* **Testo di riferimento**
Il conte generale Luigi Cadorna apparteneva ad una famiglia con radicate tradizioni militari. Suo padre Raffaele aveva guidato il 20 settembre del 1870 la presa di Roma e suo figlio Raffaele nel 1944 guiderà il Corpo Volontari della Libertà nel corso della guerra di Liberazione prima di sedere in Parlamento per tre legislature nelle file della Democrazia Cristiana.
La storiografia ha interpretato in modi controversi la figura del Capo di Stato Maggiore generale del Regio Esercito (nominalmente il Comandante Supremo era il Re, che ben si guardava dall’intromettersi nelle competenze militari), incarico che Cadorna ricoprì dal 1914, dopo l’improvvisa morte del generale Alberto Pollio.
Certamente, dopo la disfatta di Caporetto vennero enfatizzati i difetti dell’uomo e del generale che non aveva mai guidato tatticamente sul campo un’unità militare. I soldati lo avevano poco in simpatia al punto da prenderlo in giro con canzonette irriverenti come questa che veniva canticchiata in assenza di ufficiali: “Il general Cadorna/ha detto alla Regina/se vuol veder Trieste/la veda in cartolina.”

* **Dati forniti**
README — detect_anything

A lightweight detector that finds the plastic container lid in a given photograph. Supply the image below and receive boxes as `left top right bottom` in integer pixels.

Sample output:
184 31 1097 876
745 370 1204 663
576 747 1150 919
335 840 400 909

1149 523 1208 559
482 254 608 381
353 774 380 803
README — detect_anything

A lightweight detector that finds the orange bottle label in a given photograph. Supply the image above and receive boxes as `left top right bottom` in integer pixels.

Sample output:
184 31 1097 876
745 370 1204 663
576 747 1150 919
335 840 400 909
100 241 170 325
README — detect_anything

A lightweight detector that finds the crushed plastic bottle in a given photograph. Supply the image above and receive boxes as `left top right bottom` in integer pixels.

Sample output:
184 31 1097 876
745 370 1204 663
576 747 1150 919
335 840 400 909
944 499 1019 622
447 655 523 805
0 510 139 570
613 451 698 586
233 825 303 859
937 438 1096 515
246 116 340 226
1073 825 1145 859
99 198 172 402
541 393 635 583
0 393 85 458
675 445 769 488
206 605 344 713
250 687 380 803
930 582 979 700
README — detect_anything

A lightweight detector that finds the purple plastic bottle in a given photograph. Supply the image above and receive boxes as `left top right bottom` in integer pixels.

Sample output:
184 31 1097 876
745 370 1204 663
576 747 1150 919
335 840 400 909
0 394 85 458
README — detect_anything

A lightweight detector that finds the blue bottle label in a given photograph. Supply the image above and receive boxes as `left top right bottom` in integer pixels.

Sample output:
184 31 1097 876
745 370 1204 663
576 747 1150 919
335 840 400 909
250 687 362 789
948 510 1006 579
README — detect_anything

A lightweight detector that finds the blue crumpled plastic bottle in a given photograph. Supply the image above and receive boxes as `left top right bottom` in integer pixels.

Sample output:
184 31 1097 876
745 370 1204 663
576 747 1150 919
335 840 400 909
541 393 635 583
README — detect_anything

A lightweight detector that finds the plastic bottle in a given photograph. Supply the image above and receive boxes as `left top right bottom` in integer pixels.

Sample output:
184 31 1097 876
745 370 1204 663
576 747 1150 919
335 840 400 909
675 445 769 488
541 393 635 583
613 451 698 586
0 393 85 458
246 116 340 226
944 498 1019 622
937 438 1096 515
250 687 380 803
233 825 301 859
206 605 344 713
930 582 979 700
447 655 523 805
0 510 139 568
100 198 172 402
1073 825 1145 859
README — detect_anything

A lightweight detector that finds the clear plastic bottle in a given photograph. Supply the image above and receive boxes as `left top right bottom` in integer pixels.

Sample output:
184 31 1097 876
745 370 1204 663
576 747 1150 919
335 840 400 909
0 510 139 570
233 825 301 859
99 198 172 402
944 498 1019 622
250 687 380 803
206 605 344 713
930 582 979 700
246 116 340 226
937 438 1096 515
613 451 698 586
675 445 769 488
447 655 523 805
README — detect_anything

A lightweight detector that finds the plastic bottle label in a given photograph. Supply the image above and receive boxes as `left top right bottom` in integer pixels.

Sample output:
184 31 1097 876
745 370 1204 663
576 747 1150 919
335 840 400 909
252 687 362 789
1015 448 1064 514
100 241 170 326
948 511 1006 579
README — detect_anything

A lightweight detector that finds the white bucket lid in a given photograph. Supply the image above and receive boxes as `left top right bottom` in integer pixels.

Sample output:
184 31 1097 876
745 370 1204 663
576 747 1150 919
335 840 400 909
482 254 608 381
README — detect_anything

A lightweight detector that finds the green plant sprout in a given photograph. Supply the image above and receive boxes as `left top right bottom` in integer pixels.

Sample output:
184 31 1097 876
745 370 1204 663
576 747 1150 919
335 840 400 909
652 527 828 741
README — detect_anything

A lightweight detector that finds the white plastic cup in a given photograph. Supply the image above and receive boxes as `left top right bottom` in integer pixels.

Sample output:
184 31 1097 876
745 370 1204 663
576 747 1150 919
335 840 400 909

* **Compiti da svolgere**
1) Traduci in inglese questa frase del testo di riferimento: "Il conte generale Luigi Cadorna apparteneva ad una famiglia con radicate tradizioni militari."
2) Elenca tutti gli anni citati nel testo di riferimento.
3) Secondo il testo di riferimento, dopo la morte di chi Cadorna assunse l'incarico di Capo di Stato Maggiore?

* **Soluzioni**
1) Count General Luigi Cadorna belonged to a family with deep-rooted military traditions.

2) 1870, 1944, 1914

3) Dopo l'improvvisa morte del generale Alberto Pollio.